Rewrite the records in the stretch from the line containing "Where can the man's hand" through the line containing "point(339, 324)", requests included. Increase every answer coordinate by 126, keep the coordinates in the requests and their format samples as they are, and leave the pictures out.

## Records from a point labeling set
-- Start --
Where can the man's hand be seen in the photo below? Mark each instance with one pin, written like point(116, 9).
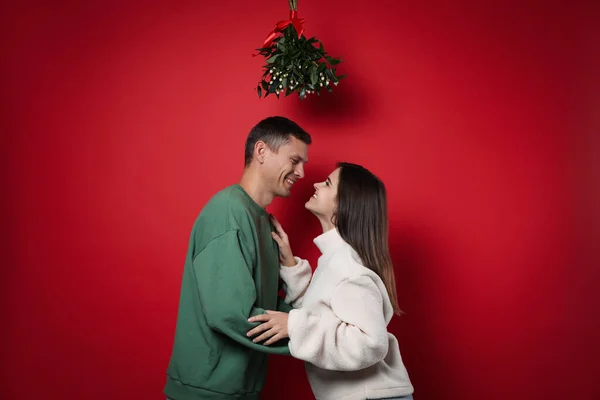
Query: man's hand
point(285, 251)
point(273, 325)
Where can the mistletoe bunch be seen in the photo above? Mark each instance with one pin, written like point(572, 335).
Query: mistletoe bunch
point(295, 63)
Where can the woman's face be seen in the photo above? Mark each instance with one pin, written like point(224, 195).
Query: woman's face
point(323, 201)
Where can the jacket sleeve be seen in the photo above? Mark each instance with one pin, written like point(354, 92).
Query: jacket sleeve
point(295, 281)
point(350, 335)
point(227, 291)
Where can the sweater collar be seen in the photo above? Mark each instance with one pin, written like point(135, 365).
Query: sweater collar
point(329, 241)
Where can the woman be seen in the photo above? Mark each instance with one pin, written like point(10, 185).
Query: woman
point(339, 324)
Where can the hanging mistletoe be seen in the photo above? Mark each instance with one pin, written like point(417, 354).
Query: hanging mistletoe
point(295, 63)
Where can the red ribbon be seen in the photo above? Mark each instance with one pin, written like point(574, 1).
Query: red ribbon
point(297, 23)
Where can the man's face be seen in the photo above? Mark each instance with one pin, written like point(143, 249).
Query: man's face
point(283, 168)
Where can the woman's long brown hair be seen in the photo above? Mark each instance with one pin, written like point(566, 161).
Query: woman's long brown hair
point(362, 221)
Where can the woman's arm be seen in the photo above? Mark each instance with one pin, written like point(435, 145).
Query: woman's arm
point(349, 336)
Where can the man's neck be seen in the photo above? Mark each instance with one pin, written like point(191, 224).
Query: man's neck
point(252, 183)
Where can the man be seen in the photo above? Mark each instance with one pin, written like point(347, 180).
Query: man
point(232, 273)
-- End --
-- Start --
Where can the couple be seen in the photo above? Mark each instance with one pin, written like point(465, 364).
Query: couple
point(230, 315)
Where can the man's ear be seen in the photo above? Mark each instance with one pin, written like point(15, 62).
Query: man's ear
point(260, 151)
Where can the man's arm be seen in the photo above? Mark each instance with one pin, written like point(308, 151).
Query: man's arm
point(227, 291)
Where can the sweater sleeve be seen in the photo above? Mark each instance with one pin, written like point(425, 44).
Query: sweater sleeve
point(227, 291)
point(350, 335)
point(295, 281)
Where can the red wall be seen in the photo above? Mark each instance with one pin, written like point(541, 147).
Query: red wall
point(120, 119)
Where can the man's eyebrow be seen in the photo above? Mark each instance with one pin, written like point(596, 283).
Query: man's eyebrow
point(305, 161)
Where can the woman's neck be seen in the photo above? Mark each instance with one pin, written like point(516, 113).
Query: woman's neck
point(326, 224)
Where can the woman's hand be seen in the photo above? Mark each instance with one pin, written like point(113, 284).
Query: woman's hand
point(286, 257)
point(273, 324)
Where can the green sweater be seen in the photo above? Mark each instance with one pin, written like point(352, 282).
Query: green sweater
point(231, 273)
-- End --
## Exercise output
Where can the man's hand be seen in the photo below? Mark each instance with one pin, written like point(116, 9).
Query: man's hand
point(411, 377)
point(399, 451)
Where can the mistletoe bunch be seen in the photo above? Mark each instance with one pin, written like point(572, 335).
Query: mistletoe bunch
point(421, 189)
Where can the woman's face be seen in the photo above? Mark each instance with one pin, written like point(224, 195).
Query: woman's face
point(449, 327)
Where can the jacket sleeve be seen in the photo above? Mark each instance with one pin, written like point(354, 92).
Query: jacket sleeve
point(421, 407)
point(476, 461)
point(353, 417)
Where can the sweater collar be seen in the photo above? Mark each instance with one pin, written like point(135, 365).
Query: sweater collar
point(455, 367)
Where can the woman be seen in the photo above? Mark each instance with one pin, written like point(10, 185).
Query: woman
point(465, 450)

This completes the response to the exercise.